Deine Aufgabe |
Gib den Text zur Unterbrechung des Scheidungsverfahrens von „3. Die Klägerin“ bis hinunter zu „EheG zu erzielen.“ erneut wieder und tausche dabei „Klägerin“ gegen „Antragstellerin“ aus.

Vorliegender Text |

+ + + + +

3. Die Klägerin behauptet in ihrem außerordentlichen Revisionsrekurs nicht das Erlöschen des von den Vorinstanzen herangezogenen Unterbrechungsgrundes, sondern argumentiert damit, dass es ihr im Lichte des Dispositionsgrundsatzes frei stehen müsse, ihren seinerzeitigen Willen zur Verfahrensunterbrechung zu ändern, das Streitthema zu verändern, andere Scheidungsgründe geltend zu machen und auch weiterhin Bemühungen zu unternehmen, ein Einvernehmen im Sinne des § 55a EheG zu erzielen.
4.1. Die Frage, ob eine Verfahrensfortsetzung auch dann in Betracht kommt, wenn aufgrund der (unerwarteten) tatsächlichen Entwicklung des präjudiziellen Verfahrens durch das weitere Zuwarten im unterbrochenen Verfahren eine unzumutbare Verzögerung eintreten würde (vgl. 9 ObA 152/16t zu § 190 ZPO; RS0128680 zu § 26 Abs. 3 AußStrG), muss hier nicht beurteilt werden. Ein solcher Ausnahmefall, der jedenfalls nur für außergewöhnliche Umstände im Ausgangsverfahren gelten kann, liegt im konkreten Einzelfall nicht vor.
4.2. Zur Beurteilung des von beiden Parteien im Scheidungsverfahren behaupteten Scheidungsgrundes bedarf es der Beurteilung, ob die Klägerin als einstweilige Erwachsenenvertreterin des Beklagten dessen Gelder missbräuchlich verwendet hat. Die Rechtsauffassung des Rekursgerichts, diese Frage könne im Schadenersatzverfahren mit dem gleichen Aufwand wie im Scheidungsverfahren einer Klärung zugeführt werden, wird im außerordentlichen Revisionsrekurs von der Klägerin nicht bestritten. Dass die Klägerin andere Scheidungsgründe als bisher geltend machen möchte, behauptet sie (auch in ihrem Fortsetzungsantrag) nicht. Ebenso wenig lag ihrem Antrag das Bestreben einer Scheidung im Einvernehmen (§ 55a EheG) zugrunde. Insofern verstößt die Klägerin mit diesen Ausführungen gegen das auch im Revisionsrekursverfahren geltende Neuerungsverbot (RS0042091 [T5]).

+ + + + +

(Material zur Positionsbestimmung)

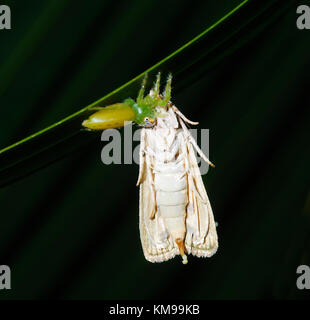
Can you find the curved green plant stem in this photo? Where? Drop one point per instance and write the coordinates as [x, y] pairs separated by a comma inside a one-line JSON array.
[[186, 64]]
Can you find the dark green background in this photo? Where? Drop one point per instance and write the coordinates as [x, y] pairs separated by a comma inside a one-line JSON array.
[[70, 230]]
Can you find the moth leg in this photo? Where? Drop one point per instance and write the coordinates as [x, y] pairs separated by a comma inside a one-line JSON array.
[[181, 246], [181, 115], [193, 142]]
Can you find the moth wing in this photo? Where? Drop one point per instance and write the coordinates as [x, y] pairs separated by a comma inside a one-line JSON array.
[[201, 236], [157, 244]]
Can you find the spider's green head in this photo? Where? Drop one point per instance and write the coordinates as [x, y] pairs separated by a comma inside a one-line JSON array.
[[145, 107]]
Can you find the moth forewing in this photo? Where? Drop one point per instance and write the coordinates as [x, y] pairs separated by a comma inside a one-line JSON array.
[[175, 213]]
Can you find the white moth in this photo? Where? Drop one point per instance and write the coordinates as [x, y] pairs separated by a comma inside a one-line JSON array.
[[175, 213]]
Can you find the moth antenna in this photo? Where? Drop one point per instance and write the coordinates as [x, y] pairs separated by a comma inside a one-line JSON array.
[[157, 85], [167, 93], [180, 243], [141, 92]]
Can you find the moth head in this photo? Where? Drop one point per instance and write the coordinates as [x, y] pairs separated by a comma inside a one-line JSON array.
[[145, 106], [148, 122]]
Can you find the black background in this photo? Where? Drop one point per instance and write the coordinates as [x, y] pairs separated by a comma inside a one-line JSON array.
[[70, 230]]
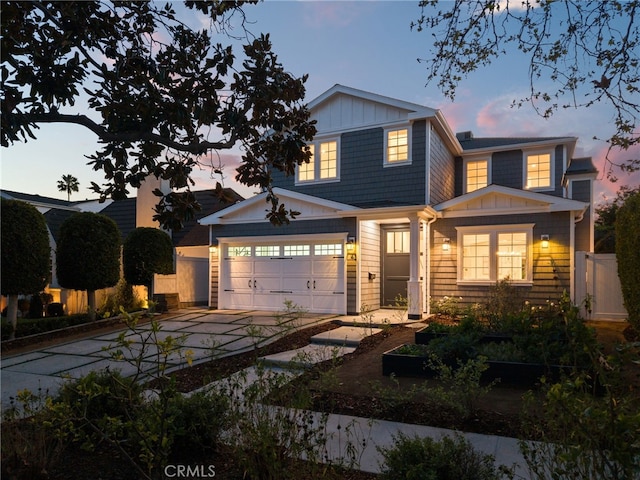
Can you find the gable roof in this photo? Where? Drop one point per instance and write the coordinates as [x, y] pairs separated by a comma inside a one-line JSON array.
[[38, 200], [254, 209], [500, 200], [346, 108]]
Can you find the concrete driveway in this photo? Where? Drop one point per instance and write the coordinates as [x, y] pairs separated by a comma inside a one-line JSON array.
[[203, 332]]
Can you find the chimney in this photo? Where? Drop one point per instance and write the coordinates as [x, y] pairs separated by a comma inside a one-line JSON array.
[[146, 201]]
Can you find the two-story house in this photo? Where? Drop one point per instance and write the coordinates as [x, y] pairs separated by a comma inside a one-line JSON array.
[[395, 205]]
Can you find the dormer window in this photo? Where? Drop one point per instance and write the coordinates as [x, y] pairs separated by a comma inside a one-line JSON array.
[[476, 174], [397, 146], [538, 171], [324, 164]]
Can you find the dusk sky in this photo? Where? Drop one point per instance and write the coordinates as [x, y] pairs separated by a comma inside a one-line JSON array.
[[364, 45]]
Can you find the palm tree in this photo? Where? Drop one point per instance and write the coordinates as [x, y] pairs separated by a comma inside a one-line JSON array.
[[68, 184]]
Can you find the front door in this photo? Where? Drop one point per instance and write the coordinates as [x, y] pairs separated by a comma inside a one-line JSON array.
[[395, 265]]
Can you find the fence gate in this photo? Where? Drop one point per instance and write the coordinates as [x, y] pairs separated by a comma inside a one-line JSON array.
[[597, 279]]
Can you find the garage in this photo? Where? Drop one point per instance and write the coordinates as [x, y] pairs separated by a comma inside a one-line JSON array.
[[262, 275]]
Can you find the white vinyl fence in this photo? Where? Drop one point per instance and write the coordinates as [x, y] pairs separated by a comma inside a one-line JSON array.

+ + + + +

Schriftliche Lösung |
3. Die Antragstellerin behauptet in ihrem außerordentlichen Revisionsrekurs nicht das Erlöschen des von den Vorinstanzen herangezogenen Unterbrechungsgrundes, sondern argumentiert damit, dass es ihr im Lichte des Dispositionsgrundsatzes frei stehen müsse, ihren seinerzeitigen Willen zur Verfahrensunterbrechung zu ändern, das Streitthema zu verändern, andere Scheidungsgründe geltend zu machen und auch weiterhin Bemühungen zu unternehmen, ein Einvernehmen im Sinne des § 55a EheG zu erzielen.